▸ PROVIDED INFORMATION:
* * *
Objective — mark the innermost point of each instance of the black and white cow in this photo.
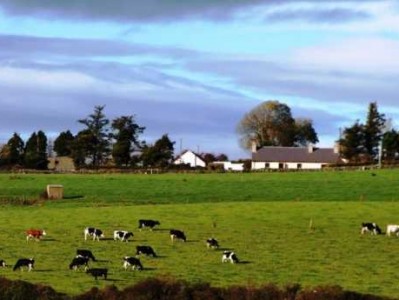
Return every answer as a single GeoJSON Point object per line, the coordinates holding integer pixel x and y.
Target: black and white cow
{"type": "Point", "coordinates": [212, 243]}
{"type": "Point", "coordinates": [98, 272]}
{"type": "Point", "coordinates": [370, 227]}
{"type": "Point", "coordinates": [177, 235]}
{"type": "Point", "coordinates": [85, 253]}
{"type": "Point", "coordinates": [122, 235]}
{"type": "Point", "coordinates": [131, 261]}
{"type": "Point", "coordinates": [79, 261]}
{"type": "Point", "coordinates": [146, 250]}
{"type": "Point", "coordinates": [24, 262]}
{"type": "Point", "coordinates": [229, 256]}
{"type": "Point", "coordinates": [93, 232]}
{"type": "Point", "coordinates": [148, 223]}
* * *
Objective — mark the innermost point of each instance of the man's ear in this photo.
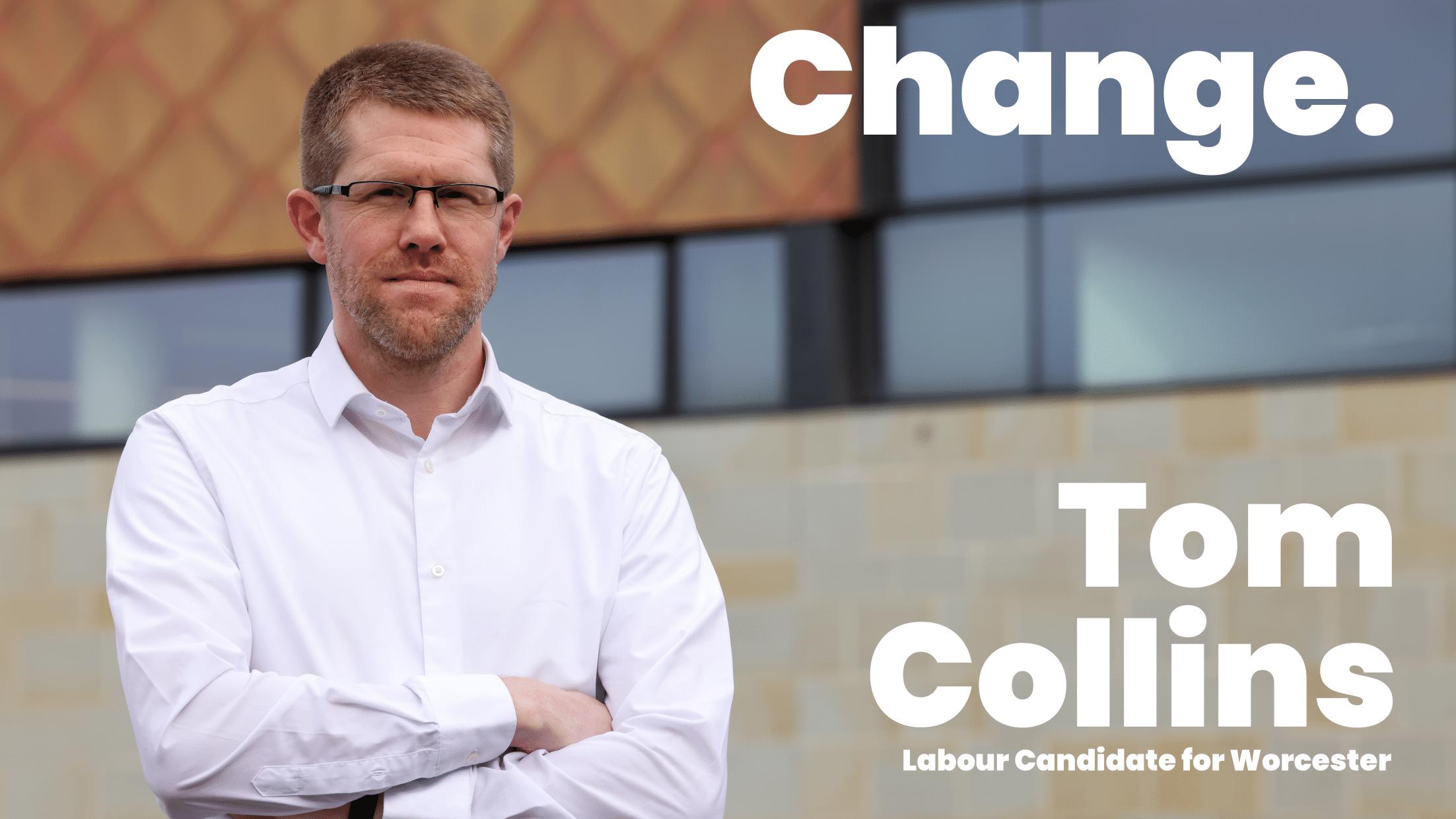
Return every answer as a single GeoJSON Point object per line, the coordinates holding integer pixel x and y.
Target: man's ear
* * *
▸ TASK INSTRUCTIONS: Which of the lines in the data hold the string "mark"? Report each of them by copying it.

▸ ANSWER SECTION:
Objective — mark the innermost point of each instance of the black and white cow in this photo.
Objective — mark the innermost point of each instance of the man's ear in this photo.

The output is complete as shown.